WRITTEN TASK A = Decide whether each statement agrees with the Alamo book page. Answer yes or no for each, and quote the deciding words. (i) The book contains more than one hundred descriptions of the battle. (ii) The first reviewer easily found eyewitness accounts of the battle in New Zealand libraries. (iii) The second reviewer notes that the Alamo building itself must have been large.
WRITTEN TASK B = According to the Alamo book page, how long had the first reviewer been looking for a book like this one?
WRITTEN TASK C = Print everything from "Customer Reviews" down to "be more pleased!" in the Alamo book page, word for word.

Contains over one hundred descriptions of the Battle of the Alamo by people who were witnesses or who claimed to have witnessed the event. These accounts are the basis for all of the histories,... This description may be from another edition of this product.

Customer Reviews

5 ratings

Eyewitness to the Alamo Revised Edition

This book is exactly what I have been looking for for the last 40 years. Eyewitness accounts of the battle at the Alamo are hard to find in New Zealand, and after searching in vain in libraries and on the internet, I now have them all in the one book, with the added bonus of Bill's expert assessment of their reliability. I could not be more pleased!

Remembering something that happened differently

Well might they call this the "revised edition" because if ever there was an example of "revisionist history" Groneman's book would be it. Did De La Pena write his own diary or not? Was it a forgery written years and years later? Groneman knows that on this work a lot of our interpretation of the "13 days" depends. He introduces the material carefully, and weighs the pros and cons like a pro rather than a con. But all in all, when we get to the end of the book, most people will still feel that they donb't really know what happened, for most of the truth is lost to the mists of time, and when you go to the memorial and visit the Alamo site, you are struck by the sadness of it all (and also, as many have noted, by how small the building itself must have been). In comparison, the movies paradoxically create their own reality; we see a mighty building peopled with real, breathing people with virtues and faults and problems we can apprehend (John Wayne, Lawrence Harvey, Dennis Quaid and all the rest). Out of Groneman's Alamo books, this is the one to buy, even though it has the least amount of "him" in it.

LISTED ENTRIES =
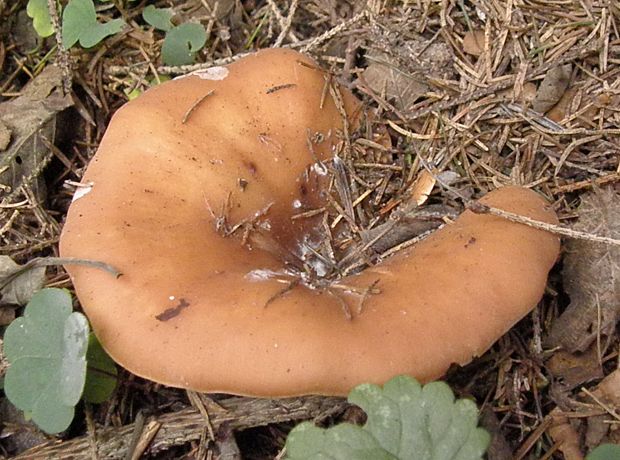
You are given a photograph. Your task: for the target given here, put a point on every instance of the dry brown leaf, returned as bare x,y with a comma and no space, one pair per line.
31,121
591,275
559,111
473,42
552,88
575,369
422,187
383,75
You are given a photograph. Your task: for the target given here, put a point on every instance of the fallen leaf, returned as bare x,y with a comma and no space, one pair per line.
552,88
30,118
20,290
5,136
591,275
473,42
422,187
574,369
565,435
560,110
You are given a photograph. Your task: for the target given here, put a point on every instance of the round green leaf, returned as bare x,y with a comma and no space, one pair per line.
101,373
46,349
38,11
79,23
405,421
182,43
160,18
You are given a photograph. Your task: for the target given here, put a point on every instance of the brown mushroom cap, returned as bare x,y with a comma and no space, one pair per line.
189,310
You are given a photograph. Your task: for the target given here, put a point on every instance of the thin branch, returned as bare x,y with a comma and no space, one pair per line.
480,208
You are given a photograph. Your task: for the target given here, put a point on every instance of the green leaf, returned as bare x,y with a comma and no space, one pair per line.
41,21
101,373
182,43
605,452
160,18
46,349
405,420
79,23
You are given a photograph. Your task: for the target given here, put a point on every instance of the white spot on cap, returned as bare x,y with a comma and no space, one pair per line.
82,191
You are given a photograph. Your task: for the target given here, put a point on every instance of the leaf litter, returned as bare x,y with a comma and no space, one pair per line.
501,93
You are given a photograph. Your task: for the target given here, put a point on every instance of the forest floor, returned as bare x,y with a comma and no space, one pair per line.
486,92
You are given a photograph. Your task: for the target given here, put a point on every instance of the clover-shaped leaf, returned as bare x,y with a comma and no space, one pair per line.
41,21
182,43
160,18
79,23
100,374
405,422
46,349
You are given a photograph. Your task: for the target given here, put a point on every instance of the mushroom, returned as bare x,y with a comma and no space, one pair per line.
181,165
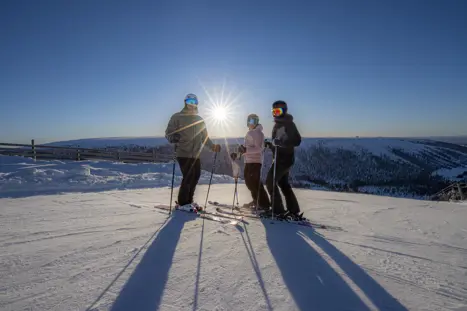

COMPLETE OUTPUT A =
(i) Yes: "Contains over one hundred descriptions of the Battle of the Alamo"
(ii) No: "after searching in vain in libraries and on the internet"
(iii) No: "by how small the building itself must have been"

COMPLETE OUTPUT B = For the last 40 years.

COMPLETE OUTPUT C =
Customer Reviews

5 ratings

Eyewitness to the Alamo Revised Edition

This book is exactly what I have been looking for for the last 40 years. Eyewitness accounts of the battle at the Alamo are hard to find in New Zealand, and after searching in vain in libraries and on the internet, I now have them all in the one book, with the added bonus of Bill's expert assessment of their reliability. I could not be more pleased!